(A run of records)
....
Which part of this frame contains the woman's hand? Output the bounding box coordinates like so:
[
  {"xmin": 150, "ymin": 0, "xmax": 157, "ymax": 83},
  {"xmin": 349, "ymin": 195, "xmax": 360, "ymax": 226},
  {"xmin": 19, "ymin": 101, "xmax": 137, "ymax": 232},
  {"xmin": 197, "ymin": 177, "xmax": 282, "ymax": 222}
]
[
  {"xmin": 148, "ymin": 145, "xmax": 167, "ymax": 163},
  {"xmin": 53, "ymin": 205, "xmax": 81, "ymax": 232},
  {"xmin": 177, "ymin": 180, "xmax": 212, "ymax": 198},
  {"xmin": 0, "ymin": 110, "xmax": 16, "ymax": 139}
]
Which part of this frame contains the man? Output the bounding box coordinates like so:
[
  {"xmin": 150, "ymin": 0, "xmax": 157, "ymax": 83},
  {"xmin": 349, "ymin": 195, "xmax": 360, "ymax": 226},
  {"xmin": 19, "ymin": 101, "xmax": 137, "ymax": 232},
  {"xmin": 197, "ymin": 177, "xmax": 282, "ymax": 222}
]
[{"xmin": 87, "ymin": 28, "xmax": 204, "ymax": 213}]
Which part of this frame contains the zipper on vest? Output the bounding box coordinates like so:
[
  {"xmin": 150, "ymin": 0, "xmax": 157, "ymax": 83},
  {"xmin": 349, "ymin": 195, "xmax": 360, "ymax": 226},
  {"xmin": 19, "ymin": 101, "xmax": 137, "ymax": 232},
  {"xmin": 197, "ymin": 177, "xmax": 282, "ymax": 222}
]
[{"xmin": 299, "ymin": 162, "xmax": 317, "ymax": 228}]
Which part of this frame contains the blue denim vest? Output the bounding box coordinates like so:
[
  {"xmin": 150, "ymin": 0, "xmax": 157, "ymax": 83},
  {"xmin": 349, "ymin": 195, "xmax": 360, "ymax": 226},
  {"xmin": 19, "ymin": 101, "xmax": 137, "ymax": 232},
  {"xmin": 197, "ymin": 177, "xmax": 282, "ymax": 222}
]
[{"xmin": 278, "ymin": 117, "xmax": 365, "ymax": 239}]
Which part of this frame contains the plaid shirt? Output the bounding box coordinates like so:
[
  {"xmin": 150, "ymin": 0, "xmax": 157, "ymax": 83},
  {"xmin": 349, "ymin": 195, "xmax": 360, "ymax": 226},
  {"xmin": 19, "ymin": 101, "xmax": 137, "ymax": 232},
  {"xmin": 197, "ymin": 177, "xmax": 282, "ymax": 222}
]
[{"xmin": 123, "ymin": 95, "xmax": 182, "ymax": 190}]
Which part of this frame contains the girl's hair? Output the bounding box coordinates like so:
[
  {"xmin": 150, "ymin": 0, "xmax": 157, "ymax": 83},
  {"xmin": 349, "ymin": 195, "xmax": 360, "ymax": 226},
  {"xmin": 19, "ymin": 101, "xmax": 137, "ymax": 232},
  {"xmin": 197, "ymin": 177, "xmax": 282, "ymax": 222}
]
....
TO BE DONE:
Please return every one of the records above line for line, without changing anything.

TASK ANSWER:
Which part of this frame contains the woman's hand? Output the bounding box coordinates like so:
[
  {"xmin": 150, "ymin": 0, "xmax": 157, "ymax": 83},
  {"xmin": 349, "ymin": 195, "xmax": 360, "ymax": 226},
  {"xmin": 19, "ymin": 101, "xmax": 137, "ymax": 232},
  {"xmin": 197, "ymin": 177, "xmax": 282, "ymax": 222}
]
[
  {"xmin": 148, "ymin": 145, "xmax": 167, "ymax": 163},
  {"xmin": 53, "ymin": 205, "xmax": 81, "ymax": 232},
  {"xmin": 177, "ymin": 180, "xmax": 212, "ymax": 198},
  {"xmin": 0, "ymin": 110, "xmax": 16, "ymax": 139}
]
Which part of this frame contains the man? Output the bounding box coordinates like so:
[
  {"xmin": 150, "ymin": 0, "xmax": 157, "ymax": 83},
  {"xmin": 349, "ymin": 195, "xmax": 360, "ymax": 226},
  {"xmin": 19, "ymin": 101, "xmax": 137, "ymax": 232},
  {"xmin": 197, "ymin": 177, "xmax": 282, "ymax": 222}
]
[{"xmin": 87, "ymin": 28, "xmax": 204, "ymax": 213}]
Which part of this frame contains the zipper on vest? Output the bounding box coordinates like so:
[
  {"xmin": 150, "ymin": 0, "xmax": 157, "ymax": 83},
  {"xmin": 349, "ymin": 195, "xmax": 360, "ymax": 226},
  {"xmin": 19, "ymin": 101, "xmax": 137, "ymax": 232},
  {"xmin": 197, "ymin": 177, "xmax": 282, "ymax": 222}
]
[{"xmin": 299, "ymin": 162, "xmax": 317, "ymax": 228}]
Which part of this frame contains the blue denim vest? Output the bounding box coordinates like so:
[
  {"xmin": 150, "ymin": 0, "xmax": 157, "ymax": 83},
  {"xmin": 349, "ymin": 195, "xmax": 360, "ymax": 226},
  {"xmin": 19, "ymin": 101, "xmax": 137, "ymax": 232},
  {"xmin": 197, "ymin": 177, "xmax": 282, "ymax": 222}
]
[{"xmin": 278, "ymin": 117, "xmax": 365, "ymax": 239}]
Which part of this frame contains the plaid shirt? Output the bounding box coordinates like so:
[
  {"xmin": 150, "ymin": 0, "xmax": 157, "ymax": 83},
  {"xmin": 349, "ymin": 195, "xmax": 360, "ymax": 226},
  {"xmin": 19, "ymin": 101, "xmax": 137, "ymax": 232},
  {"xmin": 197, "ymin": 177, "xmax": 282, "ymax": 222}
]
[{"xmin": 123, "ymin": 95, "xmax": 182, "ymax": 190}]
Which part of this frame contains the girl's hair? Output the bounding box coordinates like so:
[
  {"xmin": 150, "ymin": 0, "xmax": 157, "ymax": 83},
  {"xmin": 349, "ymin": 195, "xmax": 360, "ymax": 226},
  {"xmin": 19, "ymin": 101, "xmax": 137, "ymax": 232},
  {"xmin": 197, "ymin": 177, "xmax": 282, "ymax": 222}
]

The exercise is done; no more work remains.